# Entries shown

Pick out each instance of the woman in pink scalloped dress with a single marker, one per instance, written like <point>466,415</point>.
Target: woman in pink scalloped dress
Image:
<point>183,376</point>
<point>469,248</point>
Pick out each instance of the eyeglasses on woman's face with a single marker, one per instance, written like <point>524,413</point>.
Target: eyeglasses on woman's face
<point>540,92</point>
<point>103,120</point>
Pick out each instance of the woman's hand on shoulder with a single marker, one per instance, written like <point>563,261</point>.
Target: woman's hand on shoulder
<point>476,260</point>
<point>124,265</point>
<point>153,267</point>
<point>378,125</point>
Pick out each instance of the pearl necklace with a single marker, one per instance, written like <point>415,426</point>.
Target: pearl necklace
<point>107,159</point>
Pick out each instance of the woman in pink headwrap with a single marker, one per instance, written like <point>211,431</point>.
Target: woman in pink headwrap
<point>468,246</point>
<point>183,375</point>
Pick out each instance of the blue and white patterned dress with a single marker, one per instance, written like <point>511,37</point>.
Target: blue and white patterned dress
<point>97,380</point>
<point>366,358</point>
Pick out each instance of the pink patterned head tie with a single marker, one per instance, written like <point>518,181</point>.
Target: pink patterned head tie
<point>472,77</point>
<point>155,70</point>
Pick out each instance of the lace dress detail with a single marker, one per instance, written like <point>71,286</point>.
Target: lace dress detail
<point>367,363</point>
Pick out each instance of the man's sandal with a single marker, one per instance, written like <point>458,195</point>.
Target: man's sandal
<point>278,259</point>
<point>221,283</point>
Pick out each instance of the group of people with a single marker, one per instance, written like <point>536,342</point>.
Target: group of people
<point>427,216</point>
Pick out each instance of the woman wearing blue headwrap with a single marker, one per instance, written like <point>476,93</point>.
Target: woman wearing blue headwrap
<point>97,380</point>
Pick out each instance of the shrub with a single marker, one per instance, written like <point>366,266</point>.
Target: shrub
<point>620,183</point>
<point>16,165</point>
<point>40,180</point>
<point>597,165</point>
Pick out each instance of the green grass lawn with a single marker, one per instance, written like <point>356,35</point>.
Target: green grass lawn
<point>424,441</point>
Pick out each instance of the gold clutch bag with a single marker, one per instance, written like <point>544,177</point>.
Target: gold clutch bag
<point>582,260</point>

# About this exercise
Set down all of the records shown above once more, exactly.

# Your solution
Pick out each instance of the woman in pink scalloped dress with a single marker, one per instance, written like <point>466,415</point>.
Target: woman in pink scalloped dress
Image:
<point>183,376</point>
<point>469,248</point>
Pick out each instance of the eyeglasses on woman's face with a single marker, one per instance, written like <point>524,413</point>.
Target: eyeglasses on woman's face
<point>540,92</point>
<point>103,120</point>
Pick out each instance of the woman's hand on shoulder with a single marker, one per instance, written like <point>563,261</point>.
Target: woman's hand on shoulder
<point>476,260</point>
<point>124,265</point>
<point>153,267</point>
<point>378,125</point>
Pick out each instance of the pearl necklace with a single marker, one per instance, written like <point>415,426</point>.
Target: pearl necklace
<point>107,159</point>
Pick out each instance of the woman in pink headwrap with a single marker, one per instance, written like <point>211,431</point>.
Target: woman in pink headwrap
<point>468,246</point>
<point>183,375</point>
Pick out each instance of the blue and white patterned dress with a single marker, one per instance, written like <point>511,37</point>.
Target: blue and white patterned dress
<point>97,380</point>
<point>366,358</point>
Pick out each instance of the pink patterned head tie with a single marker, one per instance, written like <point>518,181</point>.
Target: pink patterned head tie
<point>472,77</point>
<point>155,70</point>
Pick out each instance of the lace dress detail with a single marker, one per instance, written like <point>71,286</point>.
Target: lace dress detail
<point>367,363</point>
Pick out each instance of the man's sandal with a single marker, one per instance, written like <point>458,195</point>.
Target: man's sandal
<point>278,259</point>
<point>221,283</point>
Pick out each instance of the group of people with a single marker, one per instance, written like <point>536,342</point>.
Target: group of people
<point>427,216</point>
Pick out each instance of the woman wearing blue headwrap with a single marker, one per instance, written like <point>476,93</point>.
Target: woman wearing blue headwrap
<point>97,380</point>
Pick out each instance of the shrub with a single marker, one per instance, written like <point>366,266</point>.
Target: shrub
<point>620,183</point>
<point>16,165</point>
<point>40,180</point>
<point>597,165</point>
Pick out each instance of the green grass lawn with a single marker, one per instance, written like <point>356,35</point>.
Target: green grass lawn
<point>424,441</point>
Pick out each instance of the gold clutch bag with a single marker, one per instance, written like <point>544,177</point>.
Target: gold clutch bag
<point>582,260</point>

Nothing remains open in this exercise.